KUTIPAN TEKS =>
---------------

"Seperti disampaikan Pak Prabowo, dia tidak tahan menjadi oposisi dan apa yang terjadi?" kata Anies dengan nada tanya yang kemudian dijawabnya sendiri, "Beliau sendiri menyampaikan bahwa tidak berada dalam kekuasaan membuat tidak berbisnis karena itu harus berada dalam kekuasaan”.
Prabowo terlihat cukup tersengat. Sebelumnya Prabowo mengingatkan Anies bahwa dirinya menjadi Gubernur DKI Jakarta karena diusung Partai Gerindra yang kala itu sebagai oposisi.
Prabowo juga menepis anggapan bahwa meraih kekuasaan tidak identik dengan mengamankan bisnis. "Mas Anies, Mas Anies...," kata Prabowo saat menyadari dirinya sedang tersudut.
Sebagai pengusung jargon "perubahan", Anies Baswedan memang lebih bebas memosisikan dirinya sebagai antitesis dari kedua capres lainnya yang dinilai "berbau" Jokowi.
Soal Ibu Kota Negara (IKN), misalnya, Anies tetap memosisikan diri sebagai "penentang", meski tidak secara tegas menyatakan penentangannya itu.
Anies sadar bahwa menyatakan secara tegas "No" dengan IKN ‘bisa jadi’ membuat warga Kalimantan akan menyerangnya. Bagaimanapun IKN sudah menjadi kebanggaan warga Kalimantan dan telah menjadi kesepakatan Pemerintah (eksekutif) dengan DPR (legislatif) dalam bentuk Undang-undang.

---------------

DATA YANG DIBERIKAN =>
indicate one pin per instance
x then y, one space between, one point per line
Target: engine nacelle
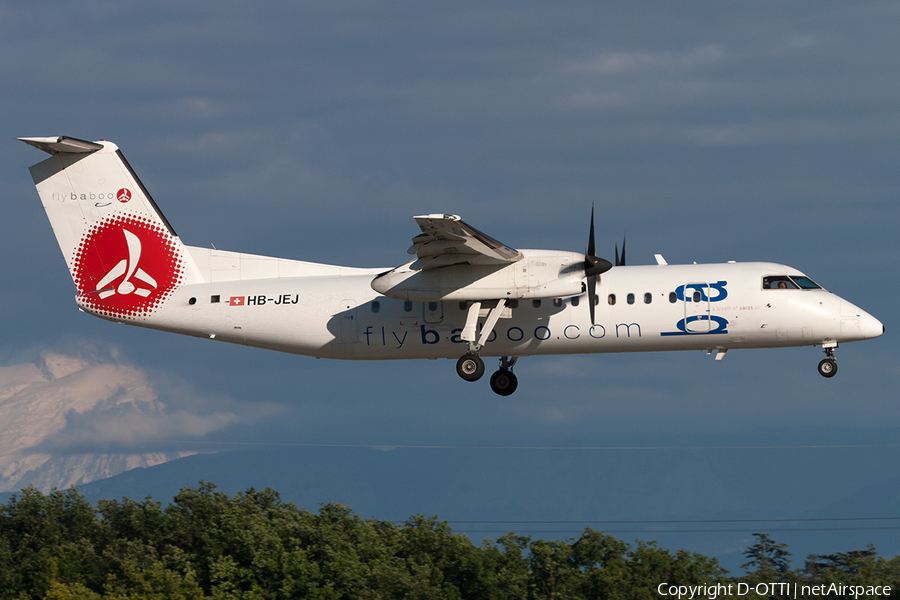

---------------

DAFTAR TUGAS =>
a - Tuliskan kembali bagian kutipan tentang Anies dan Prabowo dari "Prabowo terlihat cukup" sampai "dirinya sedang tersudut.".
b - Dalam kutipan tentang Anies dan Prabowo, partai apa yang mengusung Anies menjadi Gubernur DKI Jakarta?
c - Menurut kutipan tentang Anies dan Prabowo, kenapa Anies tidak secara tegas menolak IKN?

JAWABAN TUGAS =>
a -
Prabowo terlihat cukup tersengat. Sebelumnya Prabowo mengingatkan Anies bahwa dirinya menjadi Gubernur DKI Jakarta karena diusung Partai Gerindra yang kala itu sebagai oposisi.
Prabowo juga menepis anggapan bahwa meraih kekuasaan tidak identik dengan mengamankan bisnis. "Mas Anies, Mas Anies...," kata Prabowo saat menyadari dirinya sedang tersudut.

b - Partai Gerindra.

c - Anies sadar bahwa kalau ia tegas berkata "No" soal IKN, warga Kalimantan bisa jadi akan menyerangnya. IKN sudah menjadi kebanggaan warga Kalimantan. IKN juga sudah menjadi kesepakatan Pemerintah dan DPR dalam bentuk Undang-undang.